--- Start Exercise inputs ---

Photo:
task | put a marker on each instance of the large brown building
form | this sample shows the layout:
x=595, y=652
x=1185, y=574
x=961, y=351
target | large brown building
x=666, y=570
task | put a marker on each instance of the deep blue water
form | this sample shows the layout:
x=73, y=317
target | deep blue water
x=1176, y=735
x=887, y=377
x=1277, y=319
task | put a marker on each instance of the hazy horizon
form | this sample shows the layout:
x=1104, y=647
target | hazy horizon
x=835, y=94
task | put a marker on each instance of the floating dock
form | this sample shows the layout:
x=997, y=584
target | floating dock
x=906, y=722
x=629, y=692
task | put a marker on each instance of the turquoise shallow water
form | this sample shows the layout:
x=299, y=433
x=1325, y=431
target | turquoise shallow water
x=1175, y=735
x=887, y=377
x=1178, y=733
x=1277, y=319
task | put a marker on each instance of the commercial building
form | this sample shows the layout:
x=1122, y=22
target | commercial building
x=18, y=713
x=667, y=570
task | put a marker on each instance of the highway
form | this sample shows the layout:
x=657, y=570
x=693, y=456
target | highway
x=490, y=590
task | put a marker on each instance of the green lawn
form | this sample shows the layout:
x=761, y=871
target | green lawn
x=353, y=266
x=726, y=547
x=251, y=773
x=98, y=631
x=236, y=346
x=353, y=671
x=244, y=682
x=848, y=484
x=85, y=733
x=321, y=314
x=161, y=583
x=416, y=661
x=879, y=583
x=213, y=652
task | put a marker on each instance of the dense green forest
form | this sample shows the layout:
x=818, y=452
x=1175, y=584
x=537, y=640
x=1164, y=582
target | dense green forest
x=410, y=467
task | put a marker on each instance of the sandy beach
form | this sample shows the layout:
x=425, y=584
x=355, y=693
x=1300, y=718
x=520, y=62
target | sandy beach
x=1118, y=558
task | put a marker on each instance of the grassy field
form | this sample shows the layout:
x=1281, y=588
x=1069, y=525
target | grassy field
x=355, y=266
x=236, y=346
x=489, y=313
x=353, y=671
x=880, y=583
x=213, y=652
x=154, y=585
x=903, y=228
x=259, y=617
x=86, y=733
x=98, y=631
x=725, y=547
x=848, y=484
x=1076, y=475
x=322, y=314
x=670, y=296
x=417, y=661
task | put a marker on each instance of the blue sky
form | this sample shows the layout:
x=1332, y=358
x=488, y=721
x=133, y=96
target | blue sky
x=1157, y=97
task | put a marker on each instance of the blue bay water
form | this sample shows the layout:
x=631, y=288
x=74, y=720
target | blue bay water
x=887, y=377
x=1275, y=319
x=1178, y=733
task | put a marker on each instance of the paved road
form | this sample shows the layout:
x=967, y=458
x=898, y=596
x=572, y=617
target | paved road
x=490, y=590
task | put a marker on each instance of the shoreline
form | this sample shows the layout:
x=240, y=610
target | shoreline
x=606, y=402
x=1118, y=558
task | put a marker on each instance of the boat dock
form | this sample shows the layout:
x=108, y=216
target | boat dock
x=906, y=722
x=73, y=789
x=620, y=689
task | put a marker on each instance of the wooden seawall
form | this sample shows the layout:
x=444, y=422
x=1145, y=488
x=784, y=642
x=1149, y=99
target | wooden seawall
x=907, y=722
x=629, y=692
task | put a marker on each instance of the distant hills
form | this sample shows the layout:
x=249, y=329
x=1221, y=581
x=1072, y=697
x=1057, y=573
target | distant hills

--- End Exercise inputs ---

Goal
Please write out the lines of the items as a numbered list, starting with the line that contains "task | put a marker on each instance of the wooden" and ending with the final line of the items, both included. Leave out any blank lines.

Result below
1. task | put a marker on each instance of the wooden seawall
2. form | this sample shows the layout:
3. x=444, y=422
4. x=1145, y=488
5. x=784, y=642
6. x=1149, y=99
7. target | wooden seawall
8. x=907, y=722
9. x=629, y=692
10. task | put a marker on each instance of the distant hills
11. form | this sample shows the layout:
12. x=249, y=329
13. x=1221, y=581
14. x=1072, y=697
15. x=1057, y=573
16. target | distant hills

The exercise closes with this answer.